____ Dataset rows

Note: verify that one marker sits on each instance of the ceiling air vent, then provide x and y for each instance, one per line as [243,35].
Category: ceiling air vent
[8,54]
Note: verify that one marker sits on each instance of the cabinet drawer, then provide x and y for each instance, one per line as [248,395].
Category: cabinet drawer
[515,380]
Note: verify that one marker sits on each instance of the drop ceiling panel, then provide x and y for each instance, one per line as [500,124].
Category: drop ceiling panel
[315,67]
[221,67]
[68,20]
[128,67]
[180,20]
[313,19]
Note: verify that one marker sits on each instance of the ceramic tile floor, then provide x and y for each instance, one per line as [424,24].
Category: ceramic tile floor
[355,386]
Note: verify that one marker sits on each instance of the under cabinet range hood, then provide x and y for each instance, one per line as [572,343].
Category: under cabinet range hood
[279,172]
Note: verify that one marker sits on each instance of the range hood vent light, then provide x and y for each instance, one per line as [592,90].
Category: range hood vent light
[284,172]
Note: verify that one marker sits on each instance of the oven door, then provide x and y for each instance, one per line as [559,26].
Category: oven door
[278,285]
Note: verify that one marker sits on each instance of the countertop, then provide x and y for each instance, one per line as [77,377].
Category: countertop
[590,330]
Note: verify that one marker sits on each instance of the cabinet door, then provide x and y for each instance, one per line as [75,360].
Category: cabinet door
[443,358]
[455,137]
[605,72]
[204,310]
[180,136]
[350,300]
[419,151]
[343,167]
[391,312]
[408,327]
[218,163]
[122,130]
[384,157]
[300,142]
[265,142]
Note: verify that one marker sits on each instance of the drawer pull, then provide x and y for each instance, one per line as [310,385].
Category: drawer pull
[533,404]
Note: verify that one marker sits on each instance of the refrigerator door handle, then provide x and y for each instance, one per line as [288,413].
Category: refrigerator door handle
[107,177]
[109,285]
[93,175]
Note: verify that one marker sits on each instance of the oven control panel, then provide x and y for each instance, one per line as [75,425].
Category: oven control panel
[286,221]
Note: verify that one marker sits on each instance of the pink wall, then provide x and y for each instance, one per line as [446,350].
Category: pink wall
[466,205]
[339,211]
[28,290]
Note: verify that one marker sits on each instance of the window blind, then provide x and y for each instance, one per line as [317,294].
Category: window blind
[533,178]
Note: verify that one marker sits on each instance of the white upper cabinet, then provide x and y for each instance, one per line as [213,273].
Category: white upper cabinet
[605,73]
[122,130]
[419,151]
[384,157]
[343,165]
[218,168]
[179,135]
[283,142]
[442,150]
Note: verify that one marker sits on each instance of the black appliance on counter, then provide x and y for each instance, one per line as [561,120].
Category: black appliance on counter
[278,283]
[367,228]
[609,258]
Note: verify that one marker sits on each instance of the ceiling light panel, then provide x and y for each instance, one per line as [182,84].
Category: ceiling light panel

________

Your task -
Reproduce every entry above verbatim, keeping each line and character unchanged.

Task response -
Note: verify that one marker sits on each instance of the ceiling air vent, then provide x and y for each instance, one per line as [243,35].
Category: ceiling air vent
[8,54]
Note: verify that one marker sits on each instance of the cabinet drawer, then provide x and y for each instance, one per line as [248,395].
Category: cabinet drawer
[515,380]
Note: verify that one marker sits on each instance of the drop ceiling panel, then provide x and y for each instance, one per line as [500,124].
Category: drop ceiling panel
[315,67]
[221,67]
[68,20]
[128,67]
[180,20]
[313,19]
Note: verify that one marker sits on each instance of the ceramic tile floor, then provide x and y for each instance, one per line as [424,24].
Category: ceramic tile floor
[355,386]
Note: verify that one marker sits on each instance of the under cabinet range hood, then provide x and y for each instance, one per line as [572,343].
Category: under cabinet range hood
[279,172]
Note: verify that one marker sits on each instance of the range hood vent light, then provide x and y for each instance, one per line as [592,90].
Category: range hood vent light
[284,172]
Note: verify that one marker sits on each instance of the oven door, then provide x and y for each instance, one per line as [559,26].
Category: oven door
[278,285]
Note: verify that one marker sits on each instance of the countertop, then provide x and y for each instance, one per line as [77,377].
Category: countertop
[590,330]
Note: verify that one marker sits on each instance of the cabinet door, then provide x and y for each instance, one per line as [75,360].
Category: cabinet door
[443,358]
[455,137]
[605,72]
[204,310]
[180,136]
[350,300]
[419,151]
[343,167]
[391,312]
[408,327]
[218,163]
[122,130]
[384,157]
[300,142]
[265,142]
Note: verify that one marker sits on each instance of the drawer pull, then provide x and y for each instance, one per line as [310,385].
Category: drawer pull
[533,404]
Note: verify that one marker sits on each instance of the refrigerator door handle, then provide x and y for each instance, one per line as [288,413].
Category: refrigerator door handle
[107,177]
[109,285]
[93,175]
Note: verify that one marker sits on each instance of the oven control panel, then provide x and y for each instance, one per line as [75,425].
Category: oven control panel
[286,221]
Note: verify that one marker sits on each instance of the pink wall, then provide x and y for each instance, one per line as [446,350].
Category: pink wall
[466,205]
[339,211]
[28,290]
Note: verify that one marker sits on each instance of the window blind, then provide x and y for each instance, one per line as [317,294].
Category: window blind
[533,178]
Note: verify that one marker sits on each instance of the white upper cabinet, then provide x and y for each instance, one per line as [213,273].
Category: white upper cabinet
[605,73]
[122,130]
[419,151]
[384,157]
[343,165]
[218,168]
[179,135]
[283,142]
[442,150]
Note: verify that one marker sits on each instance of the black appliance on counter, then provide x and y for each instance, one per line as [561,120].
Category: black appliance on counter
[278,283]
[367,228]
[609,258]
Note: verify that one marker sits on each instance of the ceiling light panel, then provide x and y for each instance, one per line as [182,84].
Category: ceiling light panel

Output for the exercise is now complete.